» Texte fourni:
Gros mensonge
3 Avril 2013 , Rédigé par Fred Sabourin Publié dans #l'évènement
- Arbre à Bouge - (36)
Un jour, quand j’étais petit – environ 7 ou 8 ans je crois – j’ai dit un gros mensonge, et je l’ai soutenu à mon père, les yeux dans les yeux. C’était dans le Lot-et-Garonne, où nous vivions quelques années. Dans le jardin de la maison familiale, il y avait un mimosa, comme beaucoup de jardins de ce coin de Gascogne. C’était un jeune mimosa, et ses branches basses étaient à portée d’escalade pour le jeune garçon que j’étais à l’époque.
Mon père m’avait bien mis en garde : les branches étaient faibles, souples, elles pouvaient casser. Je ne devais pas monter dans l’arbre. Comme la relative souplesse des branches faisaient un effet ressort, j’aimais y monter quand même, lorsqu’il ne me voyait pas, et je rebondissais sur les branches basses. Un jour, peu avant de reprendre l’école entre midi et deux comme on disait, j’ai joué dans l’arbre. La branche a cassé. Je me suis trouvé très con, et je suis parti à l’école sans rien dire à personne. J’avais l’estomac noué, et j’ai passé un sale après midi à imaginer ce que j’allais pouvoir dire à mon père quand il verrait cela. Ça n’a pas raté : le soir, je suis rentré, mon père aussi. Il a fait le tour du jardin, avec ses chiens, comme il en avait l'habitude. Il a vu la branche du mimosa, pendante dans l’herbe. Il m’a demandé si c’était moi qui l’avais cassée, connaissant déjà la réponse. Alors j’ai dit : « non, ce sont les chiens, en jouant, qui l’ont cassée. » Mon père, abasourdi par cette énormité, m’a fait répéter. Et j’ai maintenu la même version débile, énorme, mais avec un aplomb et une effronterie telle qu’il ne savait plus quoi faire. Il m’a demandé, les yeux dans les yeux, si je ne mentais pas. J’ai dit : « non, papa, je te jure, je ne mens pas. » « Menteur ! » s’était-il écrié. J’ai été privé de sortie dans le jardin et de télévision pendant 8 jours. Mon père ne m’avait pas cru. Il avait sévi, point. Et il est allé couper la branche à raz le tronc. Je suis resté avec mon remord longtemps, très longtemps, et aujourd’hui, bêtement, en repensant à cette histoire j’en éprouve encore, même si mon père n’est plus là et qu’il m’avait sûrement pardonné, au fond. Mais je lui avais menti, et juré le contraire.

» Travail demandé:
A – Résumez le récit en deux phrases.
B – D'après le récit, quelle punition le père inflige-t-il à son enfant ?

» Documents présentés:
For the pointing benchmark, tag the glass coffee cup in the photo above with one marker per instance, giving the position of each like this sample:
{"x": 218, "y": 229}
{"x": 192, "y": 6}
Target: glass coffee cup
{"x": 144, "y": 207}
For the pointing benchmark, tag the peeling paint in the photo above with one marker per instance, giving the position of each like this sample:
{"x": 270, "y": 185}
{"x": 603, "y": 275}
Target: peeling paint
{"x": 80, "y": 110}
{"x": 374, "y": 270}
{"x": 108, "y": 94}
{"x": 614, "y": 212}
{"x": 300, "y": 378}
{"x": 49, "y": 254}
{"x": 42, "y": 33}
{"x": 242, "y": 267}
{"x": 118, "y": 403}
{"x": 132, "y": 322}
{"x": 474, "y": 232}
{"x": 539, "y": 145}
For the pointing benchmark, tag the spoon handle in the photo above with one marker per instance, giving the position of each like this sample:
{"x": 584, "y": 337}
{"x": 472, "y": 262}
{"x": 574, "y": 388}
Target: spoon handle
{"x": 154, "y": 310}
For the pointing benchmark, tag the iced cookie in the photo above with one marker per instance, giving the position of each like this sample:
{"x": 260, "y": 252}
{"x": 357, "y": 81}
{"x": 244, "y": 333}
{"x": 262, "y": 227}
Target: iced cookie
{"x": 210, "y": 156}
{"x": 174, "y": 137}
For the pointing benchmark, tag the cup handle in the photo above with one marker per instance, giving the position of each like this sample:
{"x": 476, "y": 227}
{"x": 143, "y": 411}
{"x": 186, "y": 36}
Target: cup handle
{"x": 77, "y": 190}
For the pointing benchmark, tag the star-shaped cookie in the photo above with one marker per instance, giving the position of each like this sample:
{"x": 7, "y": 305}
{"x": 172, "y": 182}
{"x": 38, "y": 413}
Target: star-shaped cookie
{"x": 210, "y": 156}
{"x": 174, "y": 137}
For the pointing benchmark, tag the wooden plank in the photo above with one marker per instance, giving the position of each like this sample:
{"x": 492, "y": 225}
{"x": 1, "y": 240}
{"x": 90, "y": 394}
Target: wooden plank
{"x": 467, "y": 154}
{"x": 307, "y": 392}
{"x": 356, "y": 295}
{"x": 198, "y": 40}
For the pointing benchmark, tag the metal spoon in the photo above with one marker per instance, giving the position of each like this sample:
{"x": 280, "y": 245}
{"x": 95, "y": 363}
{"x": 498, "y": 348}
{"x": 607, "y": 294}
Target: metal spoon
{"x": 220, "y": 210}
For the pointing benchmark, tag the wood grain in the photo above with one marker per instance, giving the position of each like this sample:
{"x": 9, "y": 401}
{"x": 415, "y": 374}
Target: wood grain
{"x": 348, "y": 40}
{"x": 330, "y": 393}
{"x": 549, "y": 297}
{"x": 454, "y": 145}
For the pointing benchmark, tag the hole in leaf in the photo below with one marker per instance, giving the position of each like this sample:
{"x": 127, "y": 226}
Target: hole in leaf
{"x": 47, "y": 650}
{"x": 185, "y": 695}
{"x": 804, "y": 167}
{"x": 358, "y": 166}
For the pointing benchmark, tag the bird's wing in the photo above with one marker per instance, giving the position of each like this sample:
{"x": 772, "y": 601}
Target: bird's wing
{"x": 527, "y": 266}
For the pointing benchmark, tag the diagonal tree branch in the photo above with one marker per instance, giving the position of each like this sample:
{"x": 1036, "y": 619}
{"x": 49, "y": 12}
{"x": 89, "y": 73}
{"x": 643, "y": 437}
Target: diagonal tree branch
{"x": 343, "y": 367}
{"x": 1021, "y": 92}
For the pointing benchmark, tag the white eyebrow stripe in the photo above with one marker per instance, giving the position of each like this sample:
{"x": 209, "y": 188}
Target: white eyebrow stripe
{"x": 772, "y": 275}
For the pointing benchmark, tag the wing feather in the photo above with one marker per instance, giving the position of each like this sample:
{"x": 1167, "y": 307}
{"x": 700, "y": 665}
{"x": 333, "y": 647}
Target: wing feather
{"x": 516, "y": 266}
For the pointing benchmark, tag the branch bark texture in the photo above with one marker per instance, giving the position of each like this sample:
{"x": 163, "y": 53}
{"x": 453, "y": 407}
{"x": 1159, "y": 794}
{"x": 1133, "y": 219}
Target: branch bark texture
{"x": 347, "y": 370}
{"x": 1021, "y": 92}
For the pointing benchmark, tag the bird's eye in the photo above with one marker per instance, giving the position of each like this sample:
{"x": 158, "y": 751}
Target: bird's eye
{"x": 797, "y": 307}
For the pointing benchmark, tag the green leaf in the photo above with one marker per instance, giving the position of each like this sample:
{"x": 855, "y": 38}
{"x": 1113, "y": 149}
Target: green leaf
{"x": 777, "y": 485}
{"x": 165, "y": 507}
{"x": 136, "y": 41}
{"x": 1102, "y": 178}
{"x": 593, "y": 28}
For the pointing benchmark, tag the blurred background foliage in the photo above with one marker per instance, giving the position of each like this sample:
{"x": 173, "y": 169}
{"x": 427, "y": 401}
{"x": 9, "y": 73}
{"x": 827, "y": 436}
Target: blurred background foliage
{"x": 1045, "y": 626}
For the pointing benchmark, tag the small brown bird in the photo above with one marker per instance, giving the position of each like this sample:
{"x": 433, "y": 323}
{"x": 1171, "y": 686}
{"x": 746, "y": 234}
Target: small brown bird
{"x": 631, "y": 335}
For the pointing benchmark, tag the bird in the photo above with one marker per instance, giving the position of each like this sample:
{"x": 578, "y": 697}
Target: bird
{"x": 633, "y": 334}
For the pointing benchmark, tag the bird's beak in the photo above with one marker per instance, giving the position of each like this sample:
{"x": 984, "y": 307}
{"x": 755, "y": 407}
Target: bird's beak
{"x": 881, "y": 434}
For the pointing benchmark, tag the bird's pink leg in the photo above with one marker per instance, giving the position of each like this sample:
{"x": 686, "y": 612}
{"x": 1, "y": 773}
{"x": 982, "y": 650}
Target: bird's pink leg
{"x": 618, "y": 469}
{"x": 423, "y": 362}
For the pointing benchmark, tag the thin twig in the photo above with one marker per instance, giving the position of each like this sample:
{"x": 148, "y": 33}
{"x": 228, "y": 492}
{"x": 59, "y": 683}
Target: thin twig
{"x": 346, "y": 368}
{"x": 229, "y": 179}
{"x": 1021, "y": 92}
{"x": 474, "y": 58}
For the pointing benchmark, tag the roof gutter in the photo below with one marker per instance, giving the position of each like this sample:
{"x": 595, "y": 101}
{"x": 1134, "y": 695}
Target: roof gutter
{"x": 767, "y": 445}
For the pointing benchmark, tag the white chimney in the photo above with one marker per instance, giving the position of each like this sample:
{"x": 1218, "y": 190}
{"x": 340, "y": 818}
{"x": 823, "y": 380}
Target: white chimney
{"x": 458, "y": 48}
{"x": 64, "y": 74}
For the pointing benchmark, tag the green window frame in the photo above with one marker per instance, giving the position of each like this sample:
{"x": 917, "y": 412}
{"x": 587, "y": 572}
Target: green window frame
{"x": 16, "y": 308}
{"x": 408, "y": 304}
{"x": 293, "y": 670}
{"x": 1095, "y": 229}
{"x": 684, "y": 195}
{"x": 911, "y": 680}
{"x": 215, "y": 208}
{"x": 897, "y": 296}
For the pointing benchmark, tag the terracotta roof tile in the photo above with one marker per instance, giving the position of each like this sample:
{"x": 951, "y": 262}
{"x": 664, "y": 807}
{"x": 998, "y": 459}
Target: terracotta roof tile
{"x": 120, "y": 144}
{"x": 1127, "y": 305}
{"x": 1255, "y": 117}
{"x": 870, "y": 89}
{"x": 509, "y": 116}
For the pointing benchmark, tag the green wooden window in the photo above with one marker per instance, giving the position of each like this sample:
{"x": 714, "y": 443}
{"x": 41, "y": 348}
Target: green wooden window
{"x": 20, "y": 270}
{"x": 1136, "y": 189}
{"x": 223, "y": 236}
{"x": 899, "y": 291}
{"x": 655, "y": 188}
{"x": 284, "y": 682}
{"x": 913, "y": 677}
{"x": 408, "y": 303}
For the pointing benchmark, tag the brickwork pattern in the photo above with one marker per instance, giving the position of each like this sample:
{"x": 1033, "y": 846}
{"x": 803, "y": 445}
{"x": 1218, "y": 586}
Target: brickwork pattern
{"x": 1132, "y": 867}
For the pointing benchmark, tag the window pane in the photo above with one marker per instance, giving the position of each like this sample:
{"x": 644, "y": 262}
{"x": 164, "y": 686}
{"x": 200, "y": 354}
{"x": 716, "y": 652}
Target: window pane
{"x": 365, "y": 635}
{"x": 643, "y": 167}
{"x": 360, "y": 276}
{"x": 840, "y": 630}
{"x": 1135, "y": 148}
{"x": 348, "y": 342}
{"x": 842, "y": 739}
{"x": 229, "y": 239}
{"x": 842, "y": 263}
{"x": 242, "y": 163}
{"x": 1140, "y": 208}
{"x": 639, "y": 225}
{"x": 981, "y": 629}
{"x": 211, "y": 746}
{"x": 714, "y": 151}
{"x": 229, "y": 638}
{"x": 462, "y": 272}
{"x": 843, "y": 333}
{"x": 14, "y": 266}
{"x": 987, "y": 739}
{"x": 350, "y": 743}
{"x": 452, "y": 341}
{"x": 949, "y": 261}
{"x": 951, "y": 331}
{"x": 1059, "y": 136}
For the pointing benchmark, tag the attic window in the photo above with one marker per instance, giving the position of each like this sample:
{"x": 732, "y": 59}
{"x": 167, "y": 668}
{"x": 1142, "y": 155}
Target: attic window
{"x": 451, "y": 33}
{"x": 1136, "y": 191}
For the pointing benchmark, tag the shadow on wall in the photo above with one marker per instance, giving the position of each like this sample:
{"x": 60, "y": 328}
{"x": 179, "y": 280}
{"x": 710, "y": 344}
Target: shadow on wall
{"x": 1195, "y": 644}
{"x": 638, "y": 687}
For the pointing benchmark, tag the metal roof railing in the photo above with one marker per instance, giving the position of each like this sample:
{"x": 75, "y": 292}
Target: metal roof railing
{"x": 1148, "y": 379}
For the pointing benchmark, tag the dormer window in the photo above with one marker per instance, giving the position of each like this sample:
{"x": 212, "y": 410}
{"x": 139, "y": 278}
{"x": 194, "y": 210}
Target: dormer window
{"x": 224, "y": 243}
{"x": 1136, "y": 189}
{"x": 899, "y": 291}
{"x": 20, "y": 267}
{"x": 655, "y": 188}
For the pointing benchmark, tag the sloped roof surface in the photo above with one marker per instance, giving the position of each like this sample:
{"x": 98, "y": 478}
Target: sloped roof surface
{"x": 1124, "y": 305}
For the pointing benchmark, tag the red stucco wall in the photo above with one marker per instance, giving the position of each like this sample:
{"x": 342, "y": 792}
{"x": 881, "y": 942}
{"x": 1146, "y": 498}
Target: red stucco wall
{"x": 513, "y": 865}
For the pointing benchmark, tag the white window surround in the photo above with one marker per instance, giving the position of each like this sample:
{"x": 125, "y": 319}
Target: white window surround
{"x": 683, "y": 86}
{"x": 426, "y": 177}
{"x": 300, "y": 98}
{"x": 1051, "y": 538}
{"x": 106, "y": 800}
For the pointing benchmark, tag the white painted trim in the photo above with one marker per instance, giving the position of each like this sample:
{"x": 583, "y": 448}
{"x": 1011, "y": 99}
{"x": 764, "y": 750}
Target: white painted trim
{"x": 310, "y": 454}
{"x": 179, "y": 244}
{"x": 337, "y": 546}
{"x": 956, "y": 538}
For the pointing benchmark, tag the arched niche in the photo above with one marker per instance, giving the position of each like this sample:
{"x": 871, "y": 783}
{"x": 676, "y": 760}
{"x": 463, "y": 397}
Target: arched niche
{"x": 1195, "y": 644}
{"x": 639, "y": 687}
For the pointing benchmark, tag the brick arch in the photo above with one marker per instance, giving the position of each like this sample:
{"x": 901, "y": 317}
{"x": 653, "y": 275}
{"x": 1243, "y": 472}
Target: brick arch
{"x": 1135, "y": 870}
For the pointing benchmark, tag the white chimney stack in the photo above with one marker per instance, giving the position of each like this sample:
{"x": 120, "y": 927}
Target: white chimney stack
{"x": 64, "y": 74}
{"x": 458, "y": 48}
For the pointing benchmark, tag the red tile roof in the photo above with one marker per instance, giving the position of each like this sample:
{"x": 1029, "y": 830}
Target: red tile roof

» Réponses par consigne:
A – Vers 7 ou 8 ans, le narrateur a cassé une branche du mimosa du jardin familial, alors que son père lui avait interdit d'y monter, puis il a soutenu avec aplomb que les chiens l'avaient cassée en jouant. Son père ne l'a pas cru et l'a privé de sortie dans le jardin et de télévision pendant 8 jours, et le narrateur en éprouve encore du remords aujourd'hui, car il lui avait menti et juré le contraire.

B – Il le prive de sortie dans le jardin et de télévision pendant 8 jours.